◆ **The request**
Pull out every line in the entries below that contains the word "building", and copy each of those lines in full.

◆ **Data shown**
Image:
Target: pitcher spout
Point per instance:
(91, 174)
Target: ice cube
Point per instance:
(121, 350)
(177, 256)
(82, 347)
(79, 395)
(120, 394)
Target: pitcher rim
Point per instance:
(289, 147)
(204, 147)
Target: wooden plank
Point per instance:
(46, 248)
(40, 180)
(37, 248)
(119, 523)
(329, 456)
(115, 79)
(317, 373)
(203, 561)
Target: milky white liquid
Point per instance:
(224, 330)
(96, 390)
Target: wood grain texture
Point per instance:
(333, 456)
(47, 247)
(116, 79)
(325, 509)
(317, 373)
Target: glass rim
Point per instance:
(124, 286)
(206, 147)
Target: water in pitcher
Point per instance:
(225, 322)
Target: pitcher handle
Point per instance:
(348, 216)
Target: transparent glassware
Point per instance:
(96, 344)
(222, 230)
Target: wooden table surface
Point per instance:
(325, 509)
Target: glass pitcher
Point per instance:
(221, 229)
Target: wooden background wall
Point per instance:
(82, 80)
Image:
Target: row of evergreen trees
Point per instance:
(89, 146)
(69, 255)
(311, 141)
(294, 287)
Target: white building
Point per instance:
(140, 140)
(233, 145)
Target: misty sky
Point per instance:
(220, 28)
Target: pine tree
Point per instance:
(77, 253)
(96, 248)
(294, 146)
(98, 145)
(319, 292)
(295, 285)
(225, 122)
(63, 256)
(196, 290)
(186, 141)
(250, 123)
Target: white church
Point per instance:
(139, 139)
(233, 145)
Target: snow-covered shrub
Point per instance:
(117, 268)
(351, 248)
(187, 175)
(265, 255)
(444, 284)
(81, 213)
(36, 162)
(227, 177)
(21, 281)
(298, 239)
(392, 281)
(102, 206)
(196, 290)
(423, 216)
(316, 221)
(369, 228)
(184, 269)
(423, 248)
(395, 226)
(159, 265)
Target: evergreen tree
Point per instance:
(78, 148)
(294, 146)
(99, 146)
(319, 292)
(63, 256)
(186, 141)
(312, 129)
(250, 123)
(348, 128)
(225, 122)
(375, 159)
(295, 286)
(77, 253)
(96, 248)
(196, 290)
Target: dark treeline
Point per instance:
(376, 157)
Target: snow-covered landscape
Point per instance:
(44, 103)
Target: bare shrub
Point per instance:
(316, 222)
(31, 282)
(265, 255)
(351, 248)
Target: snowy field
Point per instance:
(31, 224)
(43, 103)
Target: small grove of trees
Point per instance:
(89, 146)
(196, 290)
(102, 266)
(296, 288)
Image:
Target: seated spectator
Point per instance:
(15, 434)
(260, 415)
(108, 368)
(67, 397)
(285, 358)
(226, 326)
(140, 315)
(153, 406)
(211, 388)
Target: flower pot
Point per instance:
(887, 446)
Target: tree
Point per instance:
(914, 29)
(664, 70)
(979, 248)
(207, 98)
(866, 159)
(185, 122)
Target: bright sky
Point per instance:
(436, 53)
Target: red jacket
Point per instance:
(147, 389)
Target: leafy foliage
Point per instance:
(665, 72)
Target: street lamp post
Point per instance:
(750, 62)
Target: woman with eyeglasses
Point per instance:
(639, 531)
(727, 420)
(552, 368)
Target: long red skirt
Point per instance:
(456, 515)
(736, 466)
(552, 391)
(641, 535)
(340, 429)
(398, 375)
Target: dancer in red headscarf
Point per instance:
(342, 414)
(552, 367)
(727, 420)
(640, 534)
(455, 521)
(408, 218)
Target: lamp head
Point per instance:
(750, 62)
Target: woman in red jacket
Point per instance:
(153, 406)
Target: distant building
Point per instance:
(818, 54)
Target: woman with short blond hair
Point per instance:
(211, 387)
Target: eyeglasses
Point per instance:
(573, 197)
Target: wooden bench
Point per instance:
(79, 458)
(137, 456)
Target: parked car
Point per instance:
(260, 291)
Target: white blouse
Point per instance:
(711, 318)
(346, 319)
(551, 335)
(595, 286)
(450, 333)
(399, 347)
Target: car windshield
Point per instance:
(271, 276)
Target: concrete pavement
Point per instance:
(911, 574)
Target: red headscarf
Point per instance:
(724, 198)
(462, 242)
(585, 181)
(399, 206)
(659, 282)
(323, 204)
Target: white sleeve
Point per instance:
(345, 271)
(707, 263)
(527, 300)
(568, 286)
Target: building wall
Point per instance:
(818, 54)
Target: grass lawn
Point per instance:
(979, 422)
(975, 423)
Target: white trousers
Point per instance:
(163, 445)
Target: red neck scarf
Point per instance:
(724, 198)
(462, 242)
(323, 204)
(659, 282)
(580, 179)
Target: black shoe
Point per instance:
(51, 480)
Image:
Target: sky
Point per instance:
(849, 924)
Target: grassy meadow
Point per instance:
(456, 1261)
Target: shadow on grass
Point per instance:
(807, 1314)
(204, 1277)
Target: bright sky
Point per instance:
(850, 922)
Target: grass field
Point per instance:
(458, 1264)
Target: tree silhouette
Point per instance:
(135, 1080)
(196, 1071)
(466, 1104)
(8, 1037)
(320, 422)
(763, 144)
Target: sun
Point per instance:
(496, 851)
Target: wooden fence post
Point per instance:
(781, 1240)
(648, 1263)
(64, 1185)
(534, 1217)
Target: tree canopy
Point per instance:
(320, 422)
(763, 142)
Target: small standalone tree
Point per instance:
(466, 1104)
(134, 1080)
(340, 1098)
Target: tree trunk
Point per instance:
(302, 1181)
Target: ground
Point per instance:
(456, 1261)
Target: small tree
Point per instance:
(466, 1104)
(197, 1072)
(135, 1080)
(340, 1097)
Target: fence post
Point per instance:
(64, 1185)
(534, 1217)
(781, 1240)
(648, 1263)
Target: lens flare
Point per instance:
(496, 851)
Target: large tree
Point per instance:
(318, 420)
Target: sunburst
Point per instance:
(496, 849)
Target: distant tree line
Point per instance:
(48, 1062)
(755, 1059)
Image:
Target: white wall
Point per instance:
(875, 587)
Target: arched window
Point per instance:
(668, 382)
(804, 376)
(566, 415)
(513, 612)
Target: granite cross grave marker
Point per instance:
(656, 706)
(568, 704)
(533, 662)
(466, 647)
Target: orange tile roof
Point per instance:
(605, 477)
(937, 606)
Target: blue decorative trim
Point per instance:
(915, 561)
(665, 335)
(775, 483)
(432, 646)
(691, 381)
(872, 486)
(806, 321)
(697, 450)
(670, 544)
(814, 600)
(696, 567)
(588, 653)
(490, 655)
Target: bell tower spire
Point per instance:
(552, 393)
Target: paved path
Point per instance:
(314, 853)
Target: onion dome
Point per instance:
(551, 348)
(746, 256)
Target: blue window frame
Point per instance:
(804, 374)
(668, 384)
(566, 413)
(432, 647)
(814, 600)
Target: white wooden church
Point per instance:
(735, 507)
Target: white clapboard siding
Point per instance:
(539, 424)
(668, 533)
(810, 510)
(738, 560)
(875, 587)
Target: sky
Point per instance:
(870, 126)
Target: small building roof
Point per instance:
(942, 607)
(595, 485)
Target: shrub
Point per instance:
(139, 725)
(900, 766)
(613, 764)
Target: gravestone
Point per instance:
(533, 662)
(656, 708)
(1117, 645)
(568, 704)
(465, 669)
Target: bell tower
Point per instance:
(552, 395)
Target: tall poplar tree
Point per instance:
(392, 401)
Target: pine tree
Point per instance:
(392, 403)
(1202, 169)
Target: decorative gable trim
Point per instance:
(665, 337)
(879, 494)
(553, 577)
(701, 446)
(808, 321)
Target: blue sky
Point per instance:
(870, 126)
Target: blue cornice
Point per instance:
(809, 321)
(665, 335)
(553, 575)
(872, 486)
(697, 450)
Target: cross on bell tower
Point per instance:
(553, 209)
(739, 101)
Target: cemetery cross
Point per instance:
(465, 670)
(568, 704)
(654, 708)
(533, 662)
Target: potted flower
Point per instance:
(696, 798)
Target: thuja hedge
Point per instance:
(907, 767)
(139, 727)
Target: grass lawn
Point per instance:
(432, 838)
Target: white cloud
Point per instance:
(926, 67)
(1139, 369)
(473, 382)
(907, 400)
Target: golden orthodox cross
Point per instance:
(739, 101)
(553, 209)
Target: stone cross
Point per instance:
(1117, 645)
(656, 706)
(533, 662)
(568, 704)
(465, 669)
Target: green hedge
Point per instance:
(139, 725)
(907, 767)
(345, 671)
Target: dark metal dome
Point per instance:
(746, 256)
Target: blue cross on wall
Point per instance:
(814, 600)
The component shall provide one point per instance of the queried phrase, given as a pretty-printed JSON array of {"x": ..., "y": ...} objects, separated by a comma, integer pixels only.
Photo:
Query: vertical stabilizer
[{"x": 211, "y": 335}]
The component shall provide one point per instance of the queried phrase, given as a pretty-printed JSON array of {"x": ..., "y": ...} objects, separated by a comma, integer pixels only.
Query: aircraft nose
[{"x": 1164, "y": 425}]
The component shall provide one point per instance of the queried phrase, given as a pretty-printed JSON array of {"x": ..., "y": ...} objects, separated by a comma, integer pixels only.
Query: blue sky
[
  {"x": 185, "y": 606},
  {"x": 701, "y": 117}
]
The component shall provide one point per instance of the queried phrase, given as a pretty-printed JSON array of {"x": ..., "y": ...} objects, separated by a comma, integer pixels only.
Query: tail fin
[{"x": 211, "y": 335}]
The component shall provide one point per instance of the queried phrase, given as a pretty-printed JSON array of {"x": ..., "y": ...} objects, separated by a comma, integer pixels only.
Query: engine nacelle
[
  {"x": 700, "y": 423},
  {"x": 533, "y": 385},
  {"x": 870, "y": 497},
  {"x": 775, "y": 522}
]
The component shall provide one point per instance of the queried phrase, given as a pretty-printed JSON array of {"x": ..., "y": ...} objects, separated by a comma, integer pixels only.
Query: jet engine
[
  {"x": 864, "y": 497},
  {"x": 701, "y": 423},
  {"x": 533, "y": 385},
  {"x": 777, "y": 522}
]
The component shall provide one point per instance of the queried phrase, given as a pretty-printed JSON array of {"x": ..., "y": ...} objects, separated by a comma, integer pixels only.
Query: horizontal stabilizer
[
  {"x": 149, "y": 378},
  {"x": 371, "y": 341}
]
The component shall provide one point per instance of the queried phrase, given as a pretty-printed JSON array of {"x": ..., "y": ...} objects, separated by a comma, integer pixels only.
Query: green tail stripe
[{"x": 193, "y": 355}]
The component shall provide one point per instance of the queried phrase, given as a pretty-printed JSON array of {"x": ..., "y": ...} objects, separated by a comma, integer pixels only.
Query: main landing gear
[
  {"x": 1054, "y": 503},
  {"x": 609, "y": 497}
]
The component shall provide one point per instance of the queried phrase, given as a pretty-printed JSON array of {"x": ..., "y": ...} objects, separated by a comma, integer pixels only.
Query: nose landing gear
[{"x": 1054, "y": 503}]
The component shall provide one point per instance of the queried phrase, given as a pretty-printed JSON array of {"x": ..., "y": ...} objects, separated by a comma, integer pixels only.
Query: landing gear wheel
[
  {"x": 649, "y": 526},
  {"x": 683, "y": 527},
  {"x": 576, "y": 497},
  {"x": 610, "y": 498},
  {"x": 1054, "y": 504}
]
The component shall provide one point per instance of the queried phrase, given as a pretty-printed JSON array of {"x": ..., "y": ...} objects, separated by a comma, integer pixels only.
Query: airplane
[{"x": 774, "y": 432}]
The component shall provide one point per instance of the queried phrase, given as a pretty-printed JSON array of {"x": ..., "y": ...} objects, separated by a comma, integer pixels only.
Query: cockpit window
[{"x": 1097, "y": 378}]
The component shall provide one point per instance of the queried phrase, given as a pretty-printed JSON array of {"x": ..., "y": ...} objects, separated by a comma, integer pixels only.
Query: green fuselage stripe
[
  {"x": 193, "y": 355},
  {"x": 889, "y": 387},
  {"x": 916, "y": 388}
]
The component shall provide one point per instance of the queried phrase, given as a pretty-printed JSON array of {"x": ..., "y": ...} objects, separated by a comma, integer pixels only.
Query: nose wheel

◆ **Result of this task**
Target: white building
Target: distant building
Target: building wall
Target: small building roof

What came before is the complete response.